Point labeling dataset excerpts
──────────

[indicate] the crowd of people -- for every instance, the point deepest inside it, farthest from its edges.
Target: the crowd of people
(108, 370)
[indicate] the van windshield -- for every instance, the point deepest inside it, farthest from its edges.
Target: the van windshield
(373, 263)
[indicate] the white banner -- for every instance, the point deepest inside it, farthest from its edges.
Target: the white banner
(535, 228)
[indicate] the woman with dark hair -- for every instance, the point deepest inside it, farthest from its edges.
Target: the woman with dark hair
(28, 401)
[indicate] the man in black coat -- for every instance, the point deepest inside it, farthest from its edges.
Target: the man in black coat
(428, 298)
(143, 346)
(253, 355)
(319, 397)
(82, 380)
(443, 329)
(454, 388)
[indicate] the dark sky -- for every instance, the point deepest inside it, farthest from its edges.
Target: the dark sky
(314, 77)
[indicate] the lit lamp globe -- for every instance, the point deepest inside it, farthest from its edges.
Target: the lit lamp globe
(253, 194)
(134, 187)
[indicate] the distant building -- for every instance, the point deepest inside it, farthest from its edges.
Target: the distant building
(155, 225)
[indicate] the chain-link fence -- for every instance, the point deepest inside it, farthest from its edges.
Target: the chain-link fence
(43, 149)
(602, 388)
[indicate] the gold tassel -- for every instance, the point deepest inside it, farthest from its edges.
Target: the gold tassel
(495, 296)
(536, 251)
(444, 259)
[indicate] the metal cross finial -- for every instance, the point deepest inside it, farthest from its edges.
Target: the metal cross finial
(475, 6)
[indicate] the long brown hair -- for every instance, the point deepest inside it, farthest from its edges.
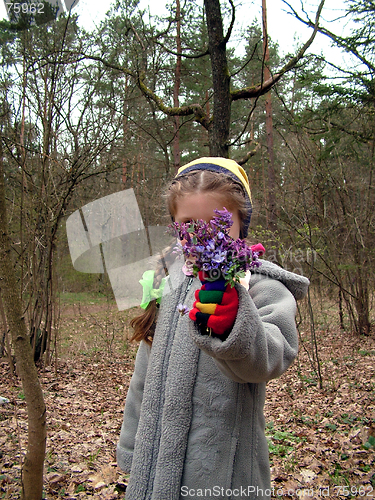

──────────

[PROBLEM TO WORK ON]: Format every line of the data above as a Markdown table with the columns "Row" and "Line," numbering each row and skipping blank lines. Leave the pictures out of the answer.

[SOLUTION TO THIS EXERCISE]:
| Row | Line |
|---|---|
| 1 | [indicate] the crowd of people -- for every instance, the point deepest inside it, farthest from its edges. |
| 2 | Target: the crowd of people |
| 3 | (108, 370) |
| 4 | [indicate] the van windshield -- for every instance, the point deepest inside it, farthest from its edges. |
| 5 | Target: the van windshield |
| 6 | (373, 263) |
| 7 | [indicate] the white banner -- for every instance, the point deepest inside it, farthest from its edges. |
| 8 | Target: the white banner |
| 9 | (535, 228) |
| 10 | [indicate] the woman with dark hair -- for every instance, the point deepest inside it, farthest from its edges. |
| 11 | Target: the woman with dark hair |
| 12 | (28, 401) |
| 13 | [indicate] the man in black coat -- for every instance, the point deepest inside it, farthest from its edges. |
| 14 | Target: the man in black coat |
| 15 | (428, 298) |
| 16 | (143, 346) |
| 17 | (253, 355) |
| 18 | (319, 397) |
| 19 | (82, 380) |
| 20 | (443, 329) |
| 21 | (454, 388) |
| 22 | [indicate] the dark sky -- for every instance, the point deepest inside it, farthest from its edges. |
| 23 | Target: the dark sky |
| 24 | (314, 77) |
| 25 | [indicate] the lit lamp globe -- for every instance, the point deepest inside it, farthest from its edges. |
| 26 | Target: the lit lamp globe |
| 27 | (253, 194) |
| 28 | (134, 187) |
| 29 | [indicate] the distant building -- for every instance, the point deepest inside it, farthest from its edges. |
| 30 | Target: the distant building |
| 31 | (155, 225) |
| 32 | [indicate] the chain-link fence -- for every instance, the point deepest inside it, farthest from its edges. |
| 33 | Target: the chain-link fence |
| 34 | (43, 149) |
| 35 | (602, 388) |
| 36 | [indicate] the gold tassel -- for every instance, the point deepest inside it, farthest from its edges. |
| 37 | Target: the gold tassel |
| 38 | (495, 296) |
| 39 | (536, 251) |
| 40 | (444, 259) |
| 41 | [indicate] the metal cross finial -- for every instance, the point deepest inside it, farthest from its edges. |
| 42 | Target: the metal cross finial |
| 43 | (475, 6) |
| 44 | [indicate] the long brown hair -- for every instance, the point deepest inside it, farthest from its edges. |